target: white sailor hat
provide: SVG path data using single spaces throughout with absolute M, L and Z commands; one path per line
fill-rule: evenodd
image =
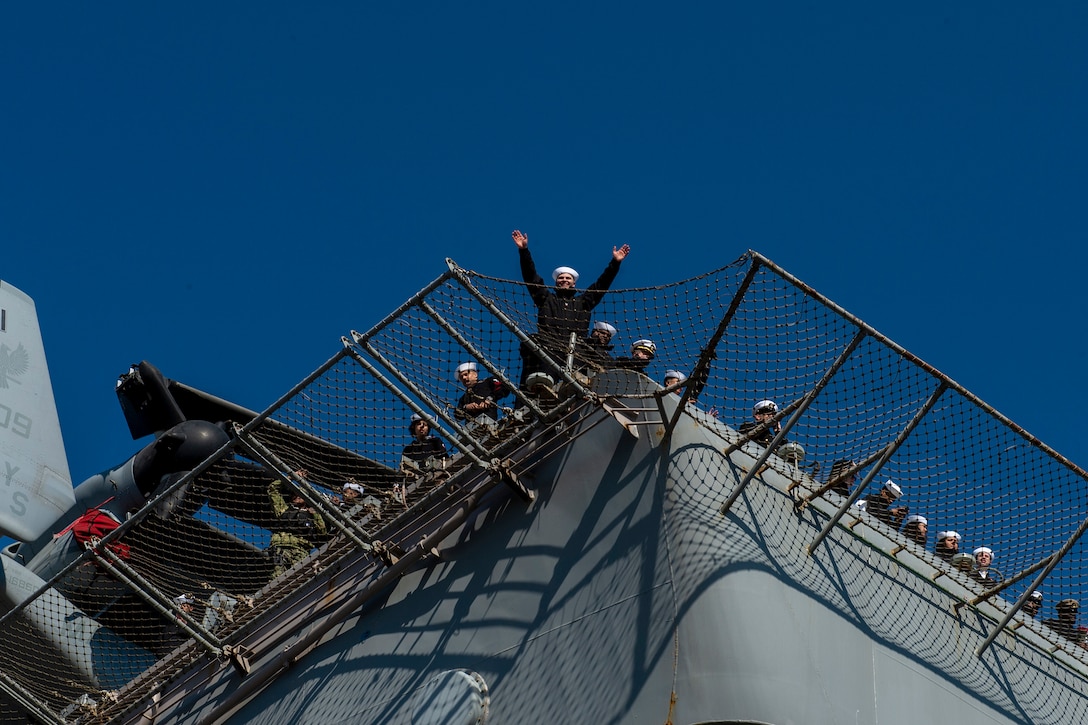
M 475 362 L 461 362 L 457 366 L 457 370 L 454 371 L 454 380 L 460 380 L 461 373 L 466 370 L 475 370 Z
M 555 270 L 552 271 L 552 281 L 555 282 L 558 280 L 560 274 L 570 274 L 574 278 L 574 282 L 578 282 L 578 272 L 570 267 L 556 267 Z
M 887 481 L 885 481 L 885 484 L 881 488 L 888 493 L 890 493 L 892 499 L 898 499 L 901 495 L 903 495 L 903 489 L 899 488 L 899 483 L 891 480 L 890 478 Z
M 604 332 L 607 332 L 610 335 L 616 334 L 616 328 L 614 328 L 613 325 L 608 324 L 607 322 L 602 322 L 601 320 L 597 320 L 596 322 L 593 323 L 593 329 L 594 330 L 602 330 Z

----

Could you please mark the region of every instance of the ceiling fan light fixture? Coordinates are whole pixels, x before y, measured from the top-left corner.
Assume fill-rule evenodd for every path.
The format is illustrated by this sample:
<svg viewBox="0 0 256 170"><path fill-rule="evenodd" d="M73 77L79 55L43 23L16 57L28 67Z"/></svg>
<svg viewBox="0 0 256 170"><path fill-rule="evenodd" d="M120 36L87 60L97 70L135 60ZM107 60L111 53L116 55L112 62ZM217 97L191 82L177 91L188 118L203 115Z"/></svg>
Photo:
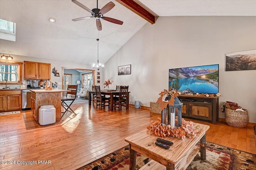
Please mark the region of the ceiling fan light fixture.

----

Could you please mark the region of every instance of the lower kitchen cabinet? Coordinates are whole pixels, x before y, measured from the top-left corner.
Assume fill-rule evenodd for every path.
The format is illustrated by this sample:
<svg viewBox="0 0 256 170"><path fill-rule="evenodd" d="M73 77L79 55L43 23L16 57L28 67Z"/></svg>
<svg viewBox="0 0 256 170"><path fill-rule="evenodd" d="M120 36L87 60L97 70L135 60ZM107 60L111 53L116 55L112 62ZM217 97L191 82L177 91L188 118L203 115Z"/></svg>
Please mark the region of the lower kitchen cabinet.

----

WRITTEN TASK.
Extract from the material above each line that contains the string "fixture". Case counts.

TASK ANSWER.
Could you please mark the region of every instance of the ceiling fan light fixture? Coordinates are whole pixels, x before y, measured from the top-left corner.
Please mark the region of the ceiling fan light fixture.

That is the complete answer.